▶ _What to produce_: Return, word for word, only the lines of the data below that lie between the line with "[segment] train headlight" and the line with "POLYGON ((293 94, 225", those two lines included.

(Stored items)
--------
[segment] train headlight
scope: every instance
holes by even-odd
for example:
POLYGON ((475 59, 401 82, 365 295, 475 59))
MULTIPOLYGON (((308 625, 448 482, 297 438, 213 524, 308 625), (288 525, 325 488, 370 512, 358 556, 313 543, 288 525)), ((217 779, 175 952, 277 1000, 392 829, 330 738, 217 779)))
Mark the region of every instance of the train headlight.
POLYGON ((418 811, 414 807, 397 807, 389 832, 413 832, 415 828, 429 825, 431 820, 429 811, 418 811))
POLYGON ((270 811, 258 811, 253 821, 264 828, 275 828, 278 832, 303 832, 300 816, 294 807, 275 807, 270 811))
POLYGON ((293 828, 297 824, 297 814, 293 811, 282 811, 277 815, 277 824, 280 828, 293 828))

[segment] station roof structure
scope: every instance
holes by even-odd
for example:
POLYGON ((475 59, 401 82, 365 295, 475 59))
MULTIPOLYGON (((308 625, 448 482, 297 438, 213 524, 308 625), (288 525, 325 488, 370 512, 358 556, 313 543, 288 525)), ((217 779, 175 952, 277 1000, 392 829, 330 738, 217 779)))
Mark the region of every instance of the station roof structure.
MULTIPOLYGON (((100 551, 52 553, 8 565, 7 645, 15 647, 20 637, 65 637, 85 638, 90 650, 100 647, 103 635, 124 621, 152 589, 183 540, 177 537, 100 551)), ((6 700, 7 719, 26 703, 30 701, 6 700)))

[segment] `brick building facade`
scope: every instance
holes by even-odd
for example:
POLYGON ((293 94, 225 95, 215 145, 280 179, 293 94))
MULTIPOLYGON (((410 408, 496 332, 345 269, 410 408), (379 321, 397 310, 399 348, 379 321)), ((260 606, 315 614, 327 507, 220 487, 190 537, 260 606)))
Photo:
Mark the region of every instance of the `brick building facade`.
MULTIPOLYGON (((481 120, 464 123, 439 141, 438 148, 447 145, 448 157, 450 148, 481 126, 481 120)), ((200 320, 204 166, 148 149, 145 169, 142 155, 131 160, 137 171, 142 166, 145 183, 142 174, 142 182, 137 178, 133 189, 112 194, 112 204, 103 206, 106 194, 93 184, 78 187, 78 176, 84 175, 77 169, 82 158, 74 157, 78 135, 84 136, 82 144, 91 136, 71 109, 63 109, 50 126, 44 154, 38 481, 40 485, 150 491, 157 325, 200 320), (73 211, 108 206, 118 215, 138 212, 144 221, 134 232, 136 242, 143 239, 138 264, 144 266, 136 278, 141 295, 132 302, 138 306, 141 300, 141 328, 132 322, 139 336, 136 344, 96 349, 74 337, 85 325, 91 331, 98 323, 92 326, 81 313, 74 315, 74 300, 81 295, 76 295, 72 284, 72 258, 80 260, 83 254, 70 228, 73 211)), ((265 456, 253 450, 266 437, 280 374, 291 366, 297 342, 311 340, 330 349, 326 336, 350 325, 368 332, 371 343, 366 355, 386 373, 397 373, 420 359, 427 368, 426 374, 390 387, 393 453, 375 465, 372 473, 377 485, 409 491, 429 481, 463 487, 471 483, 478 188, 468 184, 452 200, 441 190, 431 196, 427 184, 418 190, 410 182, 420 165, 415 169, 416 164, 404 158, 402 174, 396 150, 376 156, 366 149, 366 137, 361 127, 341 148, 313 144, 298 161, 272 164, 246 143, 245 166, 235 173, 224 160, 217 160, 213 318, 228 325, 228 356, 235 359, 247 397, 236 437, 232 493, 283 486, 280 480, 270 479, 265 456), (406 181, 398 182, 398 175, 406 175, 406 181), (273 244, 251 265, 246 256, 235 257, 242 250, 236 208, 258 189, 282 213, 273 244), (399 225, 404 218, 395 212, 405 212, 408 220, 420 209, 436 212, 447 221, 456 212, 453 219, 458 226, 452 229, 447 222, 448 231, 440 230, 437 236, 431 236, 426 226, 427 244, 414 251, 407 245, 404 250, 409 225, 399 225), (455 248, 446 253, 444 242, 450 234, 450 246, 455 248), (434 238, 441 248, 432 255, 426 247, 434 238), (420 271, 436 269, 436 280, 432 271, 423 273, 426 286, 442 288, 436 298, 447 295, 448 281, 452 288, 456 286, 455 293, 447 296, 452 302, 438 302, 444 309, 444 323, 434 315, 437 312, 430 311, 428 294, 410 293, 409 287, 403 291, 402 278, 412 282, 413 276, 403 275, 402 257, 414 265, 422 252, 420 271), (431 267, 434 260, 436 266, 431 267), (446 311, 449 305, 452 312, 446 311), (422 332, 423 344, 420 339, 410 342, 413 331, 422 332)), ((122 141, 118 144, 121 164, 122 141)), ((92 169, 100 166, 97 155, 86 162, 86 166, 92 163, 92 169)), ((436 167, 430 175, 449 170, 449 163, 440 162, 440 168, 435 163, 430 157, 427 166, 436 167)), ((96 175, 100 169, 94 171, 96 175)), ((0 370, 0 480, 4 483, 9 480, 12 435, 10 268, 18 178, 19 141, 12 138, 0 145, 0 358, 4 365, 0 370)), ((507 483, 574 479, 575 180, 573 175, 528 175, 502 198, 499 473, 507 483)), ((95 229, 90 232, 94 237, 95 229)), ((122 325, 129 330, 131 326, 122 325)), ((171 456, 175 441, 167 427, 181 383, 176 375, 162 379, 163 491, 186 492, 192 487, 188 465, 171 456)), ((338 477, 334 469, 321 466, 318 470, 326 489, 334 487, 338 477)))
--------
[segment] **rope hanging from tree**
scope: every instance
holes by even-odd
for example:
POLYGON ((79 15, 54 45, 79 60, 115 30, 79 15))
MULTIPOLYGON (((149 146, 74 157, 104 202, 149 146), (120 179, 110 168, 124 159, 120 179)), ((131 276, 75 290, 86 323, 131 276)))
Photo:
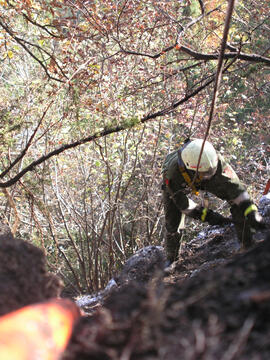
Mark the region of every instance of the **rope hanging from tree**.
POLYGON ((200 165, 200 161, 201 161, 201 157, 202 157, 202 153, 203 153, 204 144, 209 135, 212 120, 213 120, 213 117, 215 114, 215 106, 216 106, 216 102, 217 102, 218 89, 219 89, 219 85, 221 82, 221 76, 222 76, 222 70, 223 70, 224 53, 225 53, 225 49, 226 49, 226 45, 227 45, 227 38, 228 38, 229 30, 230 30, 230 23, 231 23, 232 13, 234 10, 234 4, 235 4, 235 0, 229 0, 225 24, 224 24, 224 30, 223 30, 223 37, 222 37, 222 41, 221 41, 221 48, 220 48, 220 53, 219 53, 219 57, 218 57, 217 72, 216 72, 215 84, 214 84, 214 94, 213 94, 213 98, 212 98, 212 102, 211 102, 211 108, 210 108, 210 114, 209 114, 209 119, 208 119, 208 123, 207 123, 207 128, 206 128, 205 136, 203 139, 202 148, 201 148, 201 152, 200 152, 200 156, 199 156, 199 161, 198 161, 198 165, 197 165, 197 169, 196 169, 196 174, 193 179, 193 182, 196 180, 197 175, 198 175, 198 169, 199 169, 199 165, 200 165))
--------
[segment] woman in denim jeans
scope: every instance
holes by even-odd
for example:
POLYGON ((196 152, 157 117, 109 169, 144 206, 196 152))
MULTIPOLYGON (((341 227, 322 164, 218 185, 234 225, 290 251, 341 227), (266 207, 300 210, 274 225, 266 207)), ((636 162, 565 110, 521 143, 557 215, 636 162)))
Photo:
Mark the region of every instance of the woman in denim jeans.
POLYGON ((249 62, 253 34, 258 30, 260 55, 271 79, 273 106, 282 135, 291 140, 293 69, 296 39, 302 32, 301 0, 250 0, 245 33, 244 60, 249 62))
--------
▶ _Reply to the exercise_:
[segment] train headlight
scope: every instance
holes by even-odd
for example:
POLYGON ((475 59, 401 82, 365 295, 475 59))
MULTIPOLYGON (((308 625, 448 482, 297 438, 213 524, 308 625), (288 525, 325 488, 370 512, 358 556, 313 543, 288 525)), ((217 779, 175 952, 277 1000, 392 829, 330 738, 217 779)))
Mark the region of every instance of the train headlight.
POLYGON ((418 811, 414 807, 397 807, 389 832, 413 832, 415 828, 429 825, 431 820, 429 811, 418 811))
POLYGON ((270 811, 258 811, 253 821, 264 828, 275 828, 278 832, 303 832, 300 816, 294 807, 275 807, 270 811))
POLYGON ((293 828, 297 824, 297 814, 293 811, 282 811, 277 815, 277 824, 280 828, 293 828))

[segment] station roof structure
scope: every instance
holes by even-odd
for example:
POLYGON ((475 59, 401 82, 365 295, 475 59))
MULTIPOLYGON (((308 625, 448 482, 297 438, 213 524, 308 625), (288 525, 325 488, 370 512, 358 556, 313 543, 288 525)), ((217 779, 175 952, 277 1000, 392 829, 330 738, 217 779)))
Mark the region of every instance of the station roof structure.
MULTIPOLYGON (((100 551, 52 553, 8 565, 7 645, 15 647, 20 637, 65 637, 85 638, 90 650, 100 647, 103 635, 124 621, 152 589, 183 540, 177 537, 100 551)), ((6 700, 7 719, 26 703, 30 701, 6 700)))

[segment] `brick building facade`
scope: every instance
holes by even-odd
for example:
POLYGON ((293 94, 225 95, 215 145, 280 179, 293 94))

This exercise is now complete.